Rows from a dataset →
— start —

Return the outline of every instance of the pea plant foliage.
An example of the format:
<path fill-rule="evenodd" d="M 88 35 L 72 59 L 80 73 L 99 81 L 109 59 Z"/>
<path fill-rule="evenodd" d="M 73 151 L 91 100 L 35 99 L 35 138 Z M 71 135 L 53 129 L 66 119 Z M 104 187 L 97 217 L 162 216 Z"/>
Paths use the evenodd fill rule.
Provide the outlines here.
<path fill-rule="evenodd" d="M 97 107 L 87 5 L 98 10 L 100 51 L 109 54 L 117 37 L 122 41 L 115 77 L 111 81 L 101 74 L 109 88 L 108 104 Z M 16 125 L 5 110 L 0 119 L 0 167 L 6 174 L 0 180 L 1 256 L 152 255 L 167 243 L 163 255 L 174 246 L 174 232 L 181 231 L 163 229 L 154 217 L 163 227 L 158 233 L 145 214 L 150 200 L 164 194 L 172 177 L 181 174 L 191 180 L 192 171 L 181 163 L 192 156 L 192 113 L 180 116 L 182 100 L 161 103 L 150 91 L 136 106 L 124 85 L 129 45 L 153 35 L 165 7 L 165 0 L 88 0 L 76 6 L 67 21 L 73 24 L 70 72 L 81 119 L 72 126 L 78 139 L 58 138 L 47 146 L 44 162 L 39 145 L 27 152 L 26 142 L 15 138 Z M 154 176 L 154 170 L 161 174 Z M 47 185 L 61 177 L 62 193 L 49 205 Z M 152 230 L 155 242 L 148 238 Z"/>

— end —
— start —

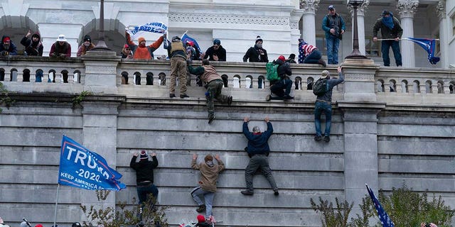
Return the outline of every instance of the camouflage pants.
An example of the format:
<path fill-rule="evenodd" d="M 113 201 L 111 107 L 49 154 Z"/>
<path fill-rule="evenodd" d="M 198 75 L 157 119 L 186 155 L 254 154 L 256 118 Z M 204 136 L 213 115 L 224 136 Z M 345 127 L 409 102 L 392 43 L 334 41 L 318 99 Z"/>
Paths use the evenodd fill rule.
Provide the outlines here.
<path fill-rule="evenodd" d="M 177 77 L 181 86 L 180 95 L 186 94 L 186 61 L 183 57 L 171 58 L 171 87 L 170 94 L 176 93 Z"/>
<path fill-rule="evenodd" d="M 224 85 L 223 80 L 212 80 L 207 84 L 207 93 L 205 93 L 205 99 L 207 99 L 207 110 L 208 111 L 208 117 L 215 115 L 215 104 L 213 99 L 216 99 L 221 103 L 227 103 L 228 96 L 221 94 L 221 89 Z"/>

— end —

Task instructions →
Give the lines of the records above as a JSON list of strings, one string per line and blank lines left out, covering only the lines between the one holding "Return the outline of every instance of the pea" and the one holding "97 107 L 87", inclusive.

Exercise output →
[
  "Return the outline of every instance of the pea plant foliage.",
  "An example of the format:",
  "<path fill-rule=\"evenodd\" d=\"M 88 35 L 72 59 L 80 73 L 99 81 L 109 59 Z\"/>",
  "<path fill-rule=\"evenodd\" d=\"M 73 151 L 91 100 L 35 99 L 35 138 Z M 71 135 L 53 129 L 66 119 Z M 104 187 L 97 217 L 162 216 Z\"/>",
  "Paths use the evenodd fill rule.",
  "Provide the outlines here.",
  "<path fill-rule=\"evenodd\" d=\"M 97 107 L 87 5 L 98 10 L 100 51 L 109 54 L 117 37 L 122 41 L 115 77 L 111 81 L 101 74 L 109 88 L 108 104 Z M 16 125 L 5 110 L 0 119 L 0 167 L 6 174 L 0 180 L 1 256 L 152 255 L 167 243 L 163 255 L 174 246 L 174 232 L 181 231 L 163 229 L 154 217 L 163 227 L 158 233 L 145 214 L 150 200 L 164 194 L 172 177 L 181 174 L 191 180 L 192 171 L 181 163 L 192 156 L 192 113 L 180 116 L 182 100 L 161 103 L 150 91 L 136 106 L 124 85 L 129 45 L 153 35 L 165 7 L 165 0 L 88 0 L 76 6 L 67 21 L 73 24 L 70 72 L 81 119 L 72 126 L 78 139 L 58 138 L 47 146 L 44 162 L 39 145 L 27 152 L 26 142 L 15 138 Z M 154 176 L 154 170 L 161 174 Z M 47 185 L 61 177 L 62 193 L 49 205 Z M 152 230 L 155 242 L 148 238 Z\"/>"
]